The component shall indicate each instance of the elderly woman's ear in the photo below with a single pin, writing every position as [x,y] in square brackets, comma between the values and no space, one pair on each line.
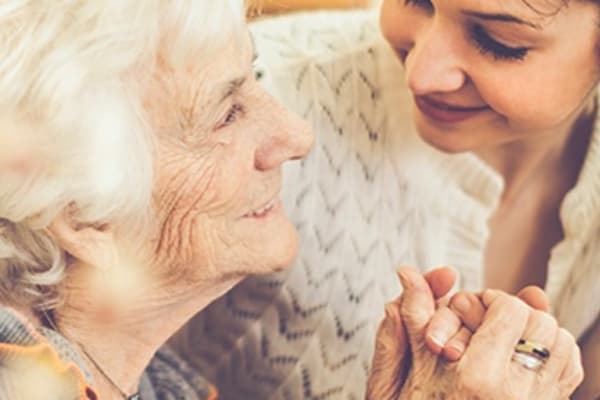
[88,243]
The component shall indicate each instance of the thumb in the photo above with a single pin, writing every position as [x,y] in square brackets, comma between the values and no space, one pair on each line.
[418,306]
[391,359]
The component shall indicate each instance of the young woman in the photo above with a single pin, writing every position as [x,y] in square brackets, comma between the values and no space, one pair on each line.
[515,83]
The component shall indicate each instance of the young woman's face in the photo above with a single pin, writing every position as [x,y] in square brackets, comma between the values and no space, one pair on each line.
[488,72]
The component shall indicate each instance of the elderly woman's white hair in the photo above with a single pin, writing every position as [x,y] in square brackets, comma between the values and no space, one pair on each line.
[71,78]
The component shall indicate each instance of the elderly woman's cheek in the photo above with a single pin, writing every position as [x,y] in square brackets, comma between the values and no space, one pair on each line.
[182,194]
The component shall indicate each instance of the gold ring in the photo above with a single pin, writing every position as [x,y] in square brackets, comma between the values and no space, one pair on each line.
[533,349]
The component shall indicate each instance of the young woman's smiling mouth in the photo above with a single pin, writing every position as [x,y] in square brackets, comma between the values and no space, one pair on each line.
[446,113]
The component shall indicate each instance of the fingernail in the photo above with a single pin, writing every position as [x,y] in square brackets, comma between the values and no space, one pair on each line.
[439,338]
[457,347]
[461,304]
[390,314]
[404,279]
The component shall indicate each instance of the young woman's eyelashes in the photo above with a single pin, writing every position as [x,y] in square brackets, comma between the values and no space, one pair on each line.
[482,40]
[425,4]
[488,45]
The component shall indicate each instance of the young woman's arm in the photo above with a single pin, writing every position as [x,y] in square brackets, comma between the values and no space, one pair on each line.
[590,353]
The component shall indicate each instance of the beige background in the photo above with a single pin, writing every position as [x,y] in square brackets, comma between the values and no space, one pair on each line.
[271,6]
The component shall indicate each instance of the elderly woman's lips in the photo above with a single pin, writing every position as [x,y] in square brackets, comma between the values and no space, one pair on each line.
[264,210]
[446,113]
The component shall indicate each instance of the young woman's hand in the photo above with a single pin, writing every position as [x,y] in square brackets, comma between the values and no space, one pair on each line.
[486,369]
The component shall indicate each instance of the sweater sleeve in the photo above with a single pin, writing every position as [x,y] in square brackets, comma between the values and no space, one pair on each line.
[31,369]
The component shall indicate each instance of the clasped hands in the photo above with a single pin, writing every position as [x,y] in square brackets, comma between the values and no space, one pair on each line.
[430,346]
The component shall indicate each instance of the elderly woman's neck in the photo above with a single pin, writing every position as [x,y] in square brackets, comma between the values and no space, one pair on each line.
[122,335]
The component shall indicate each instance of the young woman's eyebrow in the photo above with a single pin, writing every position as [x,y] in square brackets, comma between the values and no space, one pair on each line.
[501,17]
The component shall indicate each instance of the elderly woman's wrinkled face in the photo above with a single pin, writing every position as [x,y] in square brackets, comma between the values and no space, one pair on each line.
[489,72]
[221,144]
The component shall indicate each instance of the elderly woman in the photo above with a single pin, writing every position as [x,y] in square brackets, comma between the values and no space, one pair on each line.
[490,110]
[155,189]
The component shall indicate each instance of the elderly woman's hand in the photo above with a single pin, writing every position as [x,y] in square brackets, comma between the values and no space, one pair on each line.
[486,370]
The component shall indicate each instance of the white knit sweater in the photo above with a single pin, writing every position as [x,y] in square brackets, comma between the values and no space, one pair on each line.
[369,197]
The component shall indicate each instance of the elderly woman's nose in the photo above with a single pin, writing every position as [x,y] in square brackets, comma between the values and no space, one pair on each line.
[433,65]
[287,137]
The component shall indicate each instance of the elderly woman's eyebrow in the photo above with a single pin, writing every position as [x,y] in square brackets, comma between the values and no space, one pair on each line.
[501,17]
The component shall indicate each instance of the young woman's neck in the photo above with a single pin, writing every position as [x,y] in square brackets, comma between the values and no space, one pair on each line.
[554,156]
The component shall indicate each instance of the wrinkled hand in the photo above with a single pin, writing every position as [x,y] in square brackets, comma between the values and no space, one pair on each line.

------

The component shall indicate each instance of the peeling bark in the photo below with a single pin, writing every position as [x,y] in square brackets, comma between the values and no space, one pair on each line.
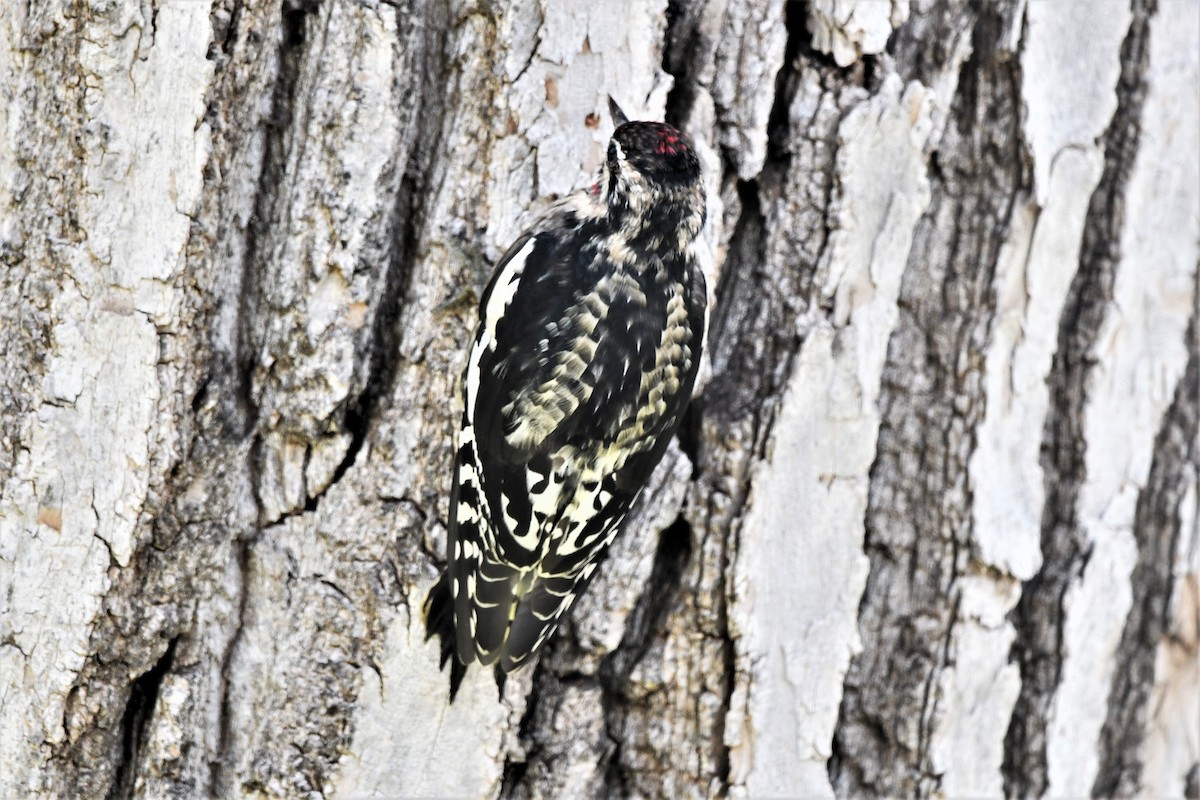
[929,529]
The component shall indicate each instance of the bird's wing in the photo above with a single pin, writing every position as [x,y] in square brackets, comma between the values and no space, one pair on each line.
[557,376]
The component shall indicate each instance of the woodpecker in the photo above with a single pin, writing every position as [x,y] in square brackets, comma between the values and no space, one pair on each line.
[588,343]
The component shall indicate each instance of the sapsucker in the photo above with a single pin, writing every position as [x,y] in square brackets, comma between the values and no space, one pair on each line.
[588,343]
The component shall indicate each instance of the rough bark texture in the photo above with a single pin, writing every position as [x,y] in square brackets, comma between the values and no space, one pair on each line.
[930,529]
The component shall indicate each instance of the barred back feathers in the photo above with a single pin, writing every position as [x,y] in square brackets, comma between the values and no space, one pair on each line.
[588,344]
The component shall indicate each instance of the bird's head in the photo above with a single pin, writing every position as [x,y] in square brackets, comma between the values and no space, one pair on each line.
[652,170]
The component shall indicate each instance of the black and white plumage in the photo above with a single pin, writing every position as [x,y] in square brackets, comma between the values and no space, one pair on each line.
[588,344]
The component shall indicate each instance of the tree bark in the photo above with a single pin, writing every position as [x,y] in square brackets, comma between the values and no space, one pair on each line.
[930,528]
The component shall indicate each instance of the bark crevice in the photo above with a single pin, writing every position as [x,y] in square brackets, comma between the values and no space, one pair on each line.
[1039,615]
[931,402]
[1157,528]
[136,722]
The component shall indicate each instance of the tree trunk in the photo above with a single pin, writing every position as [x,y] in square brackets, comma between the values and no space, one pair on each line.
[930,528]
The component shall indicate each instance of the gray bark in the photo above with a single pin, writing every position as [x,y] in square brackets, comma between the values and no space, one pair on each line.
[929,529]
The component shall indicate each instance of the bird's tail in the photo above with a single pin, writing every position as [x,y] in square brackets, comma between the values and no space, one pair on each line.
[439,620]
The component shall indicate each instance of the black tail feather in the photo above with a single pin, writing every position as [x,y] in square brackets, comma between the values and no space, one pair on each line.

------

» **Work to be completed**:
Pick out and copy every line in the entries above that contains the word "cheek", treating uppercase and lowercase as different.

» **Reply to the exercise**:
The component shall indicate each instance of the elderly woman's cheek in the photo above with a single pin, writing every position as [x,y] in square brackets, comma between the values and no space, one pair on each line.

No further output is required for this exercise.